### [Text section]
ICAAP Held in Colombo

“Waves of Change - Waves of Hope” was the theme of the International Conference on AIDS in Asia and the Pacific (ICAAP) held in Colombo, Sri Lanka from 19 to 23 August, 2007. The conference brought together 2,500 delegates from 70 countries including politicians, officials, community workers, medical professionals, academics, journalists, trade union leaders and people living with HIV and AIDS (PLWHA) to share knowledge and devise new strategies to deal with the disease.

The HIV epidemic in Asia and the Pacific remains diverse. A number of countries have taken decisive action to deliver effective and comprehensive AIDS programmes. However, the overall response in the region is still not keeping up with the pace and expanding reach of the epidemic. Leadership at various levels is still not adequately aware of the consequences of an escalating pandemic and its impact, not only on public health, but also on the socio-economic wellbeing of the people of the region.

(Source: adapted from the ITF HIV/AIDS Update 28, 1 September)

Cambodia: Prevalence Rate Down

Three international donors have decided to reduce aid for AIDS prevention to Cambodia as the country has reportedly achieved satisfactory progress.

### [Provided records]
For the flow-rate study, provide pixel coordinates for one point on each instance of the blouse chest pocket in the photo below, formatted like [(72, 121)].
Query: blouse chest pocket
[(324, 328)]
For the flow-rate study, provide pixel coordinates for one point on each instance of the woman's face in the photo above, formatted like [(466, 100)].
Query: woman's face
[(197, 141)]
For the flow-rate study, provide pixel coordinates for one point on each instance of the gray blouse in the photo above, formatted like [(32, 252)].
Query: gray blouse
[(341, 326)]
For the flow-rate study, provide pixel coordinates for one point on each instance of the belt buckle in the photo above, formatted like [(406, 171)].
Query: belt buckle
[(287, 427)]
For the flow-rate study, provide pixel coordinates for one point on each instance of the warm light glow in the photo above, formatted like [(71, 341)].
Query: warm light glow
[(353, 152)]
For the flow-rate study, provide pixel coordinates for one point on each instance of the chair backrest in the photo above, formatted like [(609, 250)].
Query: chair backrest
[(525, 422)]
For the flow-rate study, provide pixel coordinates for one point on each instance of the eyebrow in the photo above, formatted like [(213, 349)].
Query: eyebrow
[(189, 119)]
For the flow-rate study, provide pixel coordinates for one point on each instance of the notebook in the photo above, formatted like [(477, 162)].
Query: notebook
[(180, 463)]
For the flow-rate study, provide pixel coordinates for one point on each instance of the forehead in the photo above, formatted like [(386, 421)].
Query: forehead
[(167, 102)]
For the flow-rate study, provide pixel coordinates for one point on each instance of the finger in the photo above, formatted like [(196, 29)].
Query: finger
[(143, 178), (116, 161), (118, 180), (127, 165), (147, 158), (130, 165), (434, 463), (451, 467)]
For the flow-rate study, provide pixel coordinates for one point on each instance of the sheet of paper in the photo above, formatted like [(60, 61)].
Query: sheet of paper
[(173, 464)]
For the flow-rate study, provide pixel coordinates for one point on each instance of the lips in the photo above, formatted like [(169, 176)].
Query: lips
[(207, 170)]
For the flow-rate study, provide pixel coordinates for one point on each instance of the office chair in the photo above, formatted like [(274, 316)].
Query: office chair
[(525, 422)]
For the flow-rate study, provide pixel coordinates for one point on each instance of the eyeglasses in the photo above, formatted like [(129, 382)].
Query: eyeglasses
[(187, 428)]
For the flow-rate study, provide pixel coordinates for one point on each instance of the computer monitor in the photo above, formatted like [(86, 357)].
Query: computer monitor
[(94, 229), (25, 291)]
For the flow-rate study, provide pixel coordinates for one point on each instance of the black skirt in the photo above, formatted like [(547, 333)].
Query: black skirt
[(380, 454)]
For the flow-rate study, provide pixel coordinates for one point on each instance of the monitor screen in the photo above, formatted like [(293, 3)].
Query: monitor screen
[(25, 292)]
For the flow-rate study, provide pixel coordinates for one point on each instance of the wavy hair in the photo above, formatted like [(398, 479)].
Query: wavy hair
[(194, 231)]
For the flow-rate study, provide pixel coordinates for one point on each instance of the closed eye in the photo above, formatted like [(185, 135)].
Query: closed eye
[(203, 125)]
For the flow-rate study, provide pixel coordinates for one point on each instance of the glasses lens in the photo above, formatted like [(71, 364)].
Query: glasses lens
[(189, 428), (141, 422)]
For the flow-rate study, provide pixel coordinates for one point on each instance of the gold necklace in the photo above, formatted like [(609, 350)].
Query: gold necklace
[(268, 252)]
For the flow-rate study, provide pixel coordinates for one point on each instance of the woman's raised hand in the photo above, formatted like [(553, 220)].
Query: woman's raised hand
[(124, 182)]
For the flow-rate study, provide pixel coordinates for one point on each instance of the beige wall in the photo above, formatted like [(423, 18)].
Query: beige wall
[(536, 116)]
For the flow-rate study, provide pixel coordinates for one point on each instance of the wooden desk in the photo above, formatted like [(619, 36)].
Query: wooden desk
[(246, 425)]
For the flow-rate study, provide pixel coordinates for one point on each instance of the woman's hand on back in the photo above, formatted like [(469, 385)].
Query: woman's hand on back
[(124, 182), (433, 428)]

### [Exercise description]
Can you copy the Colombo AIDS conference text from "The HIV epidemic" up to and including "of the region.", changing "diverse" to "varied"?

### [Response box]
The HIV epidemic in Asia and the Pacific remains varied. A number of countries have taken decisive action to deliver effective and comprehensive AIDS programmes. However, the overall response in the region is still not keeping up with the pace and expanding reach of the epidemic. Leadership at various levels is still not adequately aware of the consequences of an escalating pandemic and its impact, not only on public health, but also on the socio-economic wellbeing of the people of the region.